### Work instruction:
Word by word and line by line, write out all of the records.
*** Opening of Data for this exercise ***
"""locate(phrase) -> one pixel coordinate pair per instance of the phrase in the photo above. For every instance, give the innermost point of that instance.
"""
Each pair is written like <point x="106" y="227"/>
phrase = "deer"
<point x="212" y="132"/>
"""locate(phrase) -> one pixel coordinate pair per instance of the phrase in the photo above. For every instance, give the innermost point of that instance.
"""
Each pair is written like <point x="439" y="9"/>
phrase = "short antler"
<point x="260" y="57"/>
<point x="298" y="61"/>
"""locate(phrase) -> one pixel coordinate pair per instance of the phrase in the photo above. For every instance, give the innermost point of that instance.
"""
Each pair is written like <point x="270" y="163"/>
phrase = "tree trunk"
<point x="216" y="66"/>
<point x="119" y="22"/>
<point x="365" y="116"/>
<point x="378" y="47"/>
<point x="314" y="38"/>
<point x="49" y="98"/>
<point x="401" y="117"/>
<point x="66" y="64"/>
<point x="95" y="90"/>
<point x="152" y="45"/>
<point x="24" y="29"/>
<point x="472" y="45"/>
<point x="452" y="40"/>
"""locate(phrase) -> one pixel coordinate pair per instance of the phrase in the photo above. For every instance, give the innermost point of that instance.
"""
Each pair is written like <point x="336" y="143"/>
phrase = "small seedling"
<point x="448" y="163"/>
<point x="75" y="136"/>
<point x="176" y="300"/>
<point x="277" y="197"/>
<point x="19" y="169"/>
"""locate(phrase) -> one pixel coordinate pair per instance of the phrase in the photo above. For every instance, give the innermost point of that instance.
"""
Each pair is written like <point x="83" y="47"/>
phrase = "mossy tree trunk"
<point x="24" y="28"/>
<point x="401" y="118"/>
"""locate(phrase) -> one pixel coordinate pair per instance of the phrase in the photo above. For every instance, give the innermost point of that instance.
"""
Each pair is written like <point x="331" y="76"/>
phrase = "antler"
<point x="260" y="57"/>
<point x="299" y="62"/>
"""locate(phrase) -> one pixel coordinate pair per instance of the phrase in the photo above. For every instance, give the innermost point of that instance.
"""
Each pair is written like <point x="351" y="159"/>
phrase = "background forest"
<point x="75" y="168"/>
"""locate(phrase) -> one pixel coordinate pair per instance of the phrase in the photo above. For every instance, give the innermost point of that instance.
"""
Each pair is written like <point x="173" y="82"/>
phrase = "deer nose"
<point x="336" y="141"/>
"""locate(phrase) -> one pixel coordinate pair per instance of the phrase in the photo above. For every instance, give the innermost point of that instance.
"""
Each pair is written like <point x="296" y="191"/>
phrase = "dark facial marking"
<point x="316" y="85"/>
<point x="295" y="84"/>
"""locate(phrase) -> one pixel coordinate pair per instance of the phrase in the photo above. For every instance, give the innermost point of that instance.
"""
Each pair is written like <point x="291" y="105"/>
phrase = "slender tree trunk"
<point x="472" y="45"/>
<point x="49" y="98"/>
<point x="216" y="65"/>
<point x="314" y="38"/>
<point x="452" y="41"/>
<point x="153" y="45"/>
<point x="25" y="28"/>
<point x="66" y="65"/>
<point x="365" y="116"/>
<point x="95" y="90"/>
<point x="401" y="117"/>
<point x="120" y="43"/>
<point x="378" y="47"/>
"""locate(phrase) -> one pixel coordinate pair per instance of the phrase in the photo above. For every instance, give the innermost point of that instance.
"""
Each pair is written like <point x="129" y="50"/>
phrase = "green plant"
*** Close of Data for this exercise ***
### Output:
"""locate(phrase) -> one pixel coordinate pair per instance of the phrase in the photo above. For every instance, give the innermost point of that instance.
"""
Each pair is written like <point x="106" y="227"/>
phrase = "deer"
<point x="212" y="132"/>
"""locate(phrase) -> one pixel coordinate pair per instance of the phrase in the photo above. For every instance, give the innermost point of that instance.
"""
Each pair is written like <point x="439" y="9"/>
phrase = "short antler"
<point x="260" y="57"/>
<point x="298" y="61"/>
"""locate(phrase) -> one pixel coordinate pair per instance of the phrase in the photo above. For every instance, give the innermost point of that instance.
"""
Each pair is written like <point x="270" y="163"/>
phrase = "tree trunk"
<point x="216" y="66"/>
<point x="119" y="22"/>
<point x="365" y="116"/>
<point x="378" y="47"/>
<point x="314" y="38"/>
<point x="49" y="98"/>
<point x="401" y="117"/>
<point x="66" y="64"/>
<point x="95" y="90"/>
<point x="152" y="45"/>
<point x="24" y="29"/>
<point x="472" y="45"/>
<point x="452" y="40"/>
"""locate(phrase) -> one pixel coordinate pair per instance of the phrase in the photo above. For every instance, give the innermost point of that instance.
"""
Each pair is written like <point x="336" y="143"/>
phrase = "small seedling"
<point x="448" y="163"/>
<point x="75" y="136"/>
<point x="176" y="300"/>
<point x="277" y="197"/>
<point x="19" y="169"/>
"""locate(phrase) -> one pixel coordinate pair per instance of the phrase in the photo above. For every instance, give the innermost point of that instance.
"""
Each pair is written like <point x="83" y="47"/>
phrase = "mossy tree trunk"
<point x="24" y="28"/>
<point x="401" y="118"/>
"""locate(phrase) -> one pixel coordinate pair per instance of the phrase in the photo above. For every instance, give the innermost point of that instance.
"""
Each pair is written like <point x="331" y="76"/>
phrase = "antler"
<point x="260" y="57"/>
<point x="299" y="62"/>
"""locate(phrase) -> one pixel coordinate pair per instance of the phrase in the photo above. For every instance, give the innermost point of that instance.
"""
Each pair is written like <point x="351" y="159"/>
phrase = "background forest"
<point x="75" y="168"/>
"""locate(phrase) -> one pixel coordinate pair per instance of the phrase in the photo above. For every instance, give the innermost point of that instance.
"""
Each pair is written like <point x="173" y="82"/>
phrase = "deer nose"
<point x="336" y="141"/>
"""locate(phrase) -> one pixel coordinate pair per instance of the phrase in the photo above. For every instance, give the innermost point of that instance.
"""
Each pair is written like <point x="296" y="191"/>
phrase = "dark facial marking"
<point x="316" y="85"/>
<point x="295" y="84"/>
"""locate(phrase) -> one pixel coordinate pair per instance of the phrase in the photo above. For every instance, give the innermost point of that instance.
"""
Each pair is written like <point x="291" y="105"/>
phrase = "slender tree trunk"
<point x="472" y="45"/>
<point x="49" y="98"/>
<point x="216" y="65"/>
<point x="314" y="38"/>
<point x="452" y="41"/>
<point x="153" y="45"/>
<point x="25" y="28"/>
<point x="66" y="65"/>
<point x="365" y="116"/>
<point x="95" y="90"/>
<point x="401" y="117"/>
<point x="120" y="43"/>
<point x="378" y="47"/>
"""locate(phrase) -> one pixel coordinate pair per instance of the phrase in the photo above. For every instance, give the innermost point of that instance.
"""
Each pair is written like <point x="129" y="50"/>
phrase = "green plant"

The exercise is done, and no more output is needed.